Okuma parçası:
────────
Şahitliği iki adama denk olan Huzeyme b. Sabit’in rüyası…

Enes b. Malik: “Bir gecem, Resulullah’sız değil… Allah Resûlü’nü (sas) rüyamda görmediğim hiçbir gece yoktur.”

Ebû Musa el-Eş’arî’nin gördüğü rüya…

Bilâl-i Habeşî’nin hayatındaki son ezan ve vefatı…

“Hayır, aksine ne mutlu bana! Yarın kavuşuyorum dostlarıma; Muhammed ve Ashabına!”

Rüya Ahlakı Muhammed Emin Yıldırım

Ömer b. Abdülazîz’in rüyası: “Peygamber’i rüyamda gördüm. Sağında Ebû Bekir, solunda Ömer vardı. Bana şöyle dedi: “Ey Ömer! Şayet insanların idaresinden bir şey üstlenirsen bu ikisinin yolunu tut!”
────────
Satırlar:
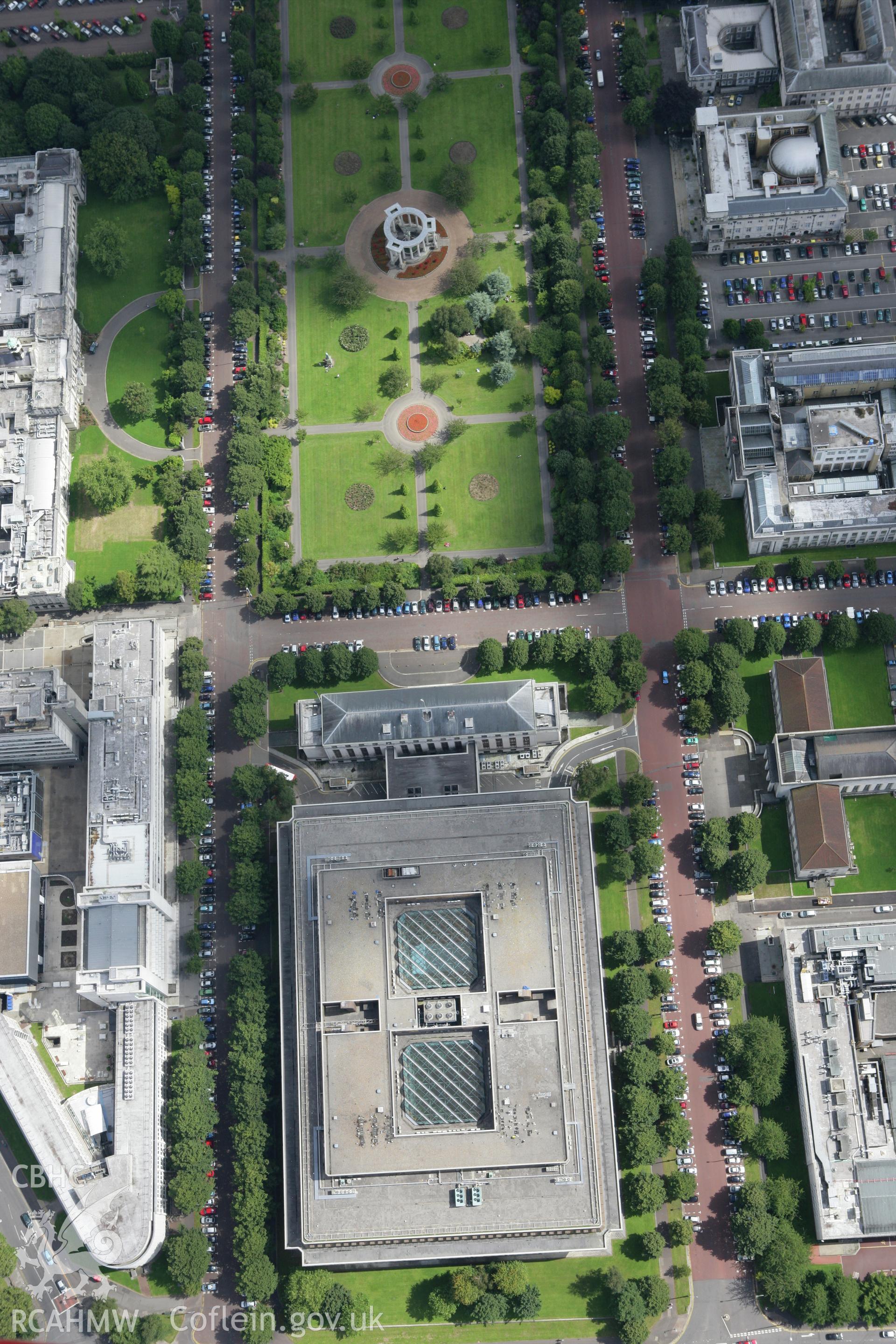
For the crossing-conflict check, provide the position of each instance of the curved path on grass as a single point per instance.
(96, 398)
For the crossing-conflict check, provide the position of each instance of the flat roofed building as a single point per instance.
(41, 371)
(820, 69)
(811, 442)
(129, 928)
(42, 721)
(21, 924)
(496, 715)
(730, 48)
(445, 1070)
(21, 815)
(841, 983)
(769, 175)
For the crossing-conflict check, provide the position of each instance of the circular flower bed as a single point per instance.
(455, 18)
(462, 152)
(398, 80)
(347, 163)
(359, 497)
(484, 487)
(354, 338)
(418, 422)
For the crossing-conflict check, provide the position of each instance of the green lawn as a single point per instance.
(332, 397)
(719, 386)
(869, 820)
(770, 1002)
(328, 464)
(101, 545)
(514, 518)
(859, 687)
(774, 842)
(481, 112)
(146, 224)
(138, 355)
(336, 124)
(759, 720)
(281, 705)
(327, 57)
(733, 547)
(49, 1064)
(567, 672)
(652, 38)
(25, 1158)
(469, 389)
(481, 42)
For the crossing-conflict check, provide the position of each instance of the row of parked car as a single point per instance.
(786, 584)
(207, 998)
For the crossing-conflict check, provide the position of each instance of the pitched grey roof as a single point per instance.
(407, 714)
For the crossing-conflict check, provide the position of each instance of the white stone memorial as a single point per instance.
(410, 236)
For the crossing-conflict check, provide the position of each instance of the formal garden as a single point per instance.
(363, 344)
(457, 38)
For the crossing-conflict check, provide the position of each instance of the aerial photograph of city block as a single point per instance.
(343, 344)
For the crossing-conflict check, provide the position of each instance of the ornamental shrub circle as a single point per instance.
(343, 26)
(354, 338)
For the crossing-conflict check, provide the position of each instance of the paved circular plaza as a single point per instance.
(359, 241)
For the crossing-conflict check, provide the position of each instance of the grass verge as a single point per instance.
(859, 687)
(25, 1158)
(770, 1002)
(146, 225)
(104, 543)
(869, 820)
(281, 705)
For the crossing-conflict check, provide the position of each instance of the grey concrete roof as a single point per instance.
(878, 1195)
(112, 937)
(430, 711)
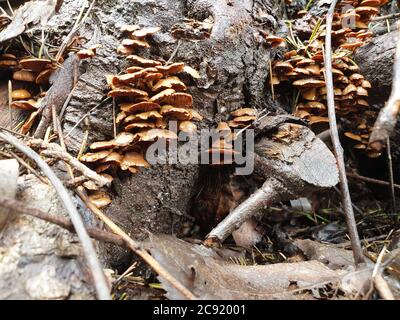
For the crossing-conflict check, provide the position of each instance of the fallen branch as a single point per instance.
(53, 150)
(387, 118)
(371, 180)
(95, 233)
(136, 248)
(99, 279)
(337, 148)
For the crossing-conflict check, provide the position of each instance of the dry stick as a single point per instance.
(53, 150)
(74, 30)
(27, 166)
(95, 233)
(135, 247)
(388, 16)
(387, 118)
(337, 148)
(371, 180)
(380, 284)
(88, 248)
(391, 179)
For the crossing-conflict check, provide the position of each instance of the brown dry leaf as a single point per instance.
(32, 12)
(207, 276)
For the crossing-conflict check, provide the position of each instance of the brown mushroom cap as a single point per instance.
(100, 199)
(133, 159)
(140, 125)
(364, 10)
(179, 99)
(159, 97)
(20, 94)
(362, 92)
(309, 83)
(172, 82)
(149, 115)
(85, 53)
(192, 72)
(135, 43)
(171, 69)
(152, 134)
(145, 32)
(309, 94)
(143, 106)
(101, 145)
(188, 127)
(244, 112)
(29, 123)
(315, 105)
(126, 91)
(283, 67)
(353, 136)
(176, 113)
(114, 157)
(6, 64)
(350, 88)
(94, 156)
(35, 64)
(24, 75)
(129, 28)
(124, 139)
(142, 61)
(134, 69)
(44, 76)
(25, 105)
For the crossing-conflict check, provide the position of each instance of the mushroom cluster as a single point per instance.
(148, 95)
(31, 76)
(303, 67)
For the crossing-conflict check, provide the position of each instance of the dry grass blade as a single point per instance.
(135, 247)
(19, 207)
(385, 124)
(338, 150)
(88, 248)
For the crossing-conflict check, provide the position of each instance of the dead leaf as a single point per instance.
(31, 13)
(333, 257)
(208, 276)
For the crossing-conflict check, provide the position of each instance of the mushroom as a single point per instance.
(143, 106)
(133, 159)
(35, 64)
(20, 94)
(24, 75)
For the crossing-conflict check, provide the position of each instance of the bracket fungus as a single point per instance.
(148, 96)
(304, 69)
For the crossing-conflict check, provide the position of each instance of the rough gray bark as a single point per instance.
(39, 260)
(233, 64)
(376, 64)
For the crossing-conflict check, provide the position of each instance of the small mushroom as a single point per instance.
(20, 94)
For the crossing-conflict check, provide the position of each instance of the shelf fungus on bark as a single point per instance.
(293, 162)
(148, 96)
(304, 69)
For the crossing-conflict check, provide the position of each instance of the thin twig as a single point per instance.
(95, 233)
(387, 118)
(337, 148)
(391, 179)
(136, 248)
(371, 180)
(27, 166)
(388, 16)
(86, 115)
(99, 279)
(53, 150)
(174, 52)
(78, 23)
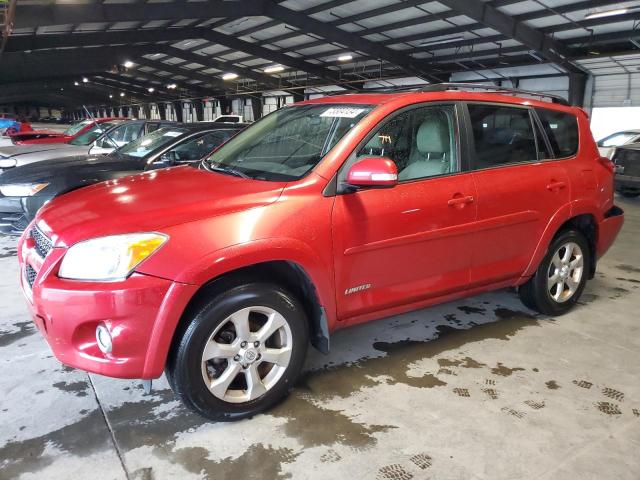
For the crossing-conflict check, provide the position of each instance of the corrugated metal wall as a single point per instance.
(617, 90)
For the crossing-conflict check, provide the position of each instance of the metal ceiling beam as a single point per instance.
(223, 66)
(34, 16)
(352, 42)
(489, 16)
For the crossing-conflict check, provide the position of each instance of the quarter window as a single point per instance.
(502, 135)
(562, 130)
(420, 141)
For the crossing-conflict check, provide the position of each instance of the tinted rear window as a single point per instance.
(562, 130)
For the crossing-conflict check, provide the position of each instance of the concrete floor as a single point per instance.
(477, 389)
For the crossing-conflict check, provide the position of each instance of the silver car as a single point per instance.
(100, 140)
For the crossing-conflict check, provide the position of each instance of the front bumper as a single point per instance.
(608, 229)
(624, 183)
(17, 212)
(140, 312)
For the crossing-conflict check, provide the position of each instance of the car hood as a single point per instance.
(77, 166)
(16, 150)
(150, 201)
────────
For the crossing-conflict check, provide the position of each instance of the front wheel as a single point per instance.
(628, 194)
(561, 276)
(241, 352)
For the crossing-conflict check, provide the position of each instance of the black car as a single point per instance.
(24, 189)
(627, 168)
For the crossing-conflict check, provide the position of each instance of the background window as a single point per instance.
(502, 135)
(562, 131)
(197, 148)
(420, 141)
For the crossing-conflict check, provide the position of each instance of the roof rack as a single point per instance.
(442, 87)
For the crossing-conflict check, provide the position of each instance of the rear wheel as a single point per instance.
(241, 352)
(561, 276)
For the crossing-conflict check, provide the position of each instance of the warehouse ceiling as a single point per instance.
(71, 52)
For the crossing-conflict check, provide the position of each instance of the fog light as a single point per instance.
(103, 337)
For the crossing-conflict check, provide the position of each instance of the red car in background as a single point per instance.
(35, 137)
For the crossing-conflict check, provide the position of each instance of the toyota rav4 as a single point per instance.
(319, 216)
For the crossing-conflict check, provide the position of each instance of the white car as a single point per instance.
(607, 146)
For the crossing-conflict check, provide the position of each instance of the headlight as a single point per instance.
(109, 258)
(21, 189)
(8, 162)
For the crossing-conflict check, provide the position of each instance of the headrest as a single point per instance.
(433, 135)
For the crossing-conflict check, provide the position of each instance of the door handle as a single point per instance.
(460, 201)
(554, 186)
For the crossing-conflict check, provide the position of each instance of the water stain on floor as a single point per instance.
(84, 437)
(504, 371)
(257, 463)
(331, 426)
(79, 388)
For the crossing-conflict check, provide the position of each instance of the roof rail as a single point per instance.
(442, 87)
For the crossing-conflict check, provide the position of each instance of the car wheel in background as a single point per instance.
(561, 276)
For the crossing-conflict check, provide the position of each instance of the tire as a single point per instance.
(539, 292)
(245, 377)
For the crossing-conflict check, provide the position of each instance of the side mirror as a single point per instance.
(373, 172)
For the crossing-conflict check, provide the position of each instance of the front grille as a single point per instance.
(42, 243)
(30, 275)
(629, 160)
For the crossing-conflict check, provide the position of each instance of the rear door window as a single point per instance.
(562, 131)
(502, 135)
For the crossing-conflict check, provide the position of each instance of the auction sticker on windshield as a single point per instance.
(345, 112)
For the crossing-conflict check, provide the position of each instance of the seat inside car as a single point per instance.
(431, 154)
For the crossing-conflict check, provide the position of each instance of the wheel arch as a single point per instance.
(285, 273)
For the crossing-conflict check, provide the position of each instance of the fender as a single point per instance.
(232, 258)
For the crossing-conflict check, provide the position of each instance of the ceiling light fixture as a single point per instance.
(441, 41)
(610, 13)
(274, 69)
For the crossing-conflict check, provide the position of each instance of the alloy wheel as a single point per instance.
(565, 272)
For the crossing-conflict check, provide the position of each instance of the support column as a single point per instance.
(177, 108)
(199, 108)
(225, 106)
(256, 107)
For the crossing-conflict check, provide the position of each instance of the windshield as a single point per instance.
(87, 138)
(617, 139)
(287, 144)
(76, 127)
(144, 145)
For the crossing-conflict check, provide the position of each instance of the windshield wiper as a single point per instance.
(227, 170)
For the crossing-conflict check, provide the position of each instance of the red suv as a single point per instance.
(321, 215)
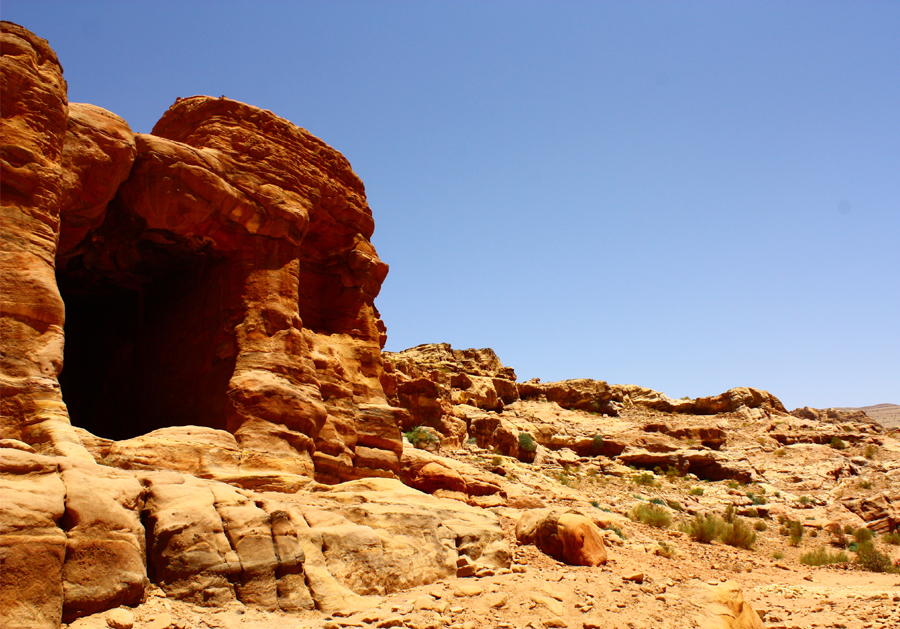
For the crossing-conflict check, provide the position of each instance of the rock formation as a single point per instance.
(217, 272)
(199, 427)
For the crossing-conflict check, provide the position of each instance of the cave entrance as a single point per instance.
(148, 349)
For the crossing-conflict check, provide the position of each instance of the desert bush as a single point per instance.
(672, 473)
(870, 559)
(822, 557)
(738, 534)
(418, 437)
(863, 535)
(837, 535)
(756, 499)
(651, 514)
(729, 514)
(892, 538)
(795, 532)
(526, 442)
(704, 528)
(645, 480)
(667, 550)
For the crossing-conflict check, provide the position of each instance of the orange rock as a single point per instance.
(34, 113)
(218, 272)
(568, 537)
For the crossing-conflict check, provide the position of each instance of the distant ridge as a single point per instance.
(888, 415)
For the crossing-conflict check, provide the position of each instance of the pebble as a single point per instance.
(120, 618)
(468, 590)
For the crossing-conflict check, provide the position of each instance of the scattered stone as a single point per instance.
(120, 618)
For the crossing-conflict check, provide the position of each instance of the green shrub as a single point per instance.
────────
Alıştırma yönergeleri:
A. Okuma parçasına göre Ömer b. Abdülazîz rüyasında Peygamber'in solunda kimi gördü?
B. Rüyalar üzerine okuma parçasını kaldığı yerden devam ettirin.
Kayıtlar başka bir kaynaktan alınmıştır.

Sonuçlar:
A. Ömer'i gördü.

B.
İmam Ebû Hanîfe’nin gördüğü rüya…

İmam Şafiî’nin gördüğü rüya ve İmam Ahmed b. Hanbel’e verilen müjde…

Meşhur Ağrı Dağı denilen, Ararat Dağı’nın altındayım… Birden o dağ, müthiş infilak etti… Dağlar gibi parçaları, dünyanın her tarafına dağıttı… O dehşet içinde baktım ki, Merhum validem yanımdadır… Dedim: “Ana, Korkma! Cenab-ı Hakkın emridir… O Rahim’dir ve Hâkim’dir…” Birden o halette iken, baktım ki mühim bir Zat bana diyor ki: “İcazı Kuran’ı beyan et!” Uyandım… Anladım ki bir büyük infilak olacak… O infilak ve inkılaptan sonra, Kur’an etrafındaki surlar kırılacak… Doğrudan doğruya Kur’an kendini müdafaa edecek… Ve Kur’an’a hücum edilecek… İ’cazı onun çelik bir zırhı olacak… Ve şu i’cazın bir nev’ini, şu zamanda izharına, haddimin fevkinde olarak benim gibi bir adam namzet olacak… Ve namzet olduğumu anladım…”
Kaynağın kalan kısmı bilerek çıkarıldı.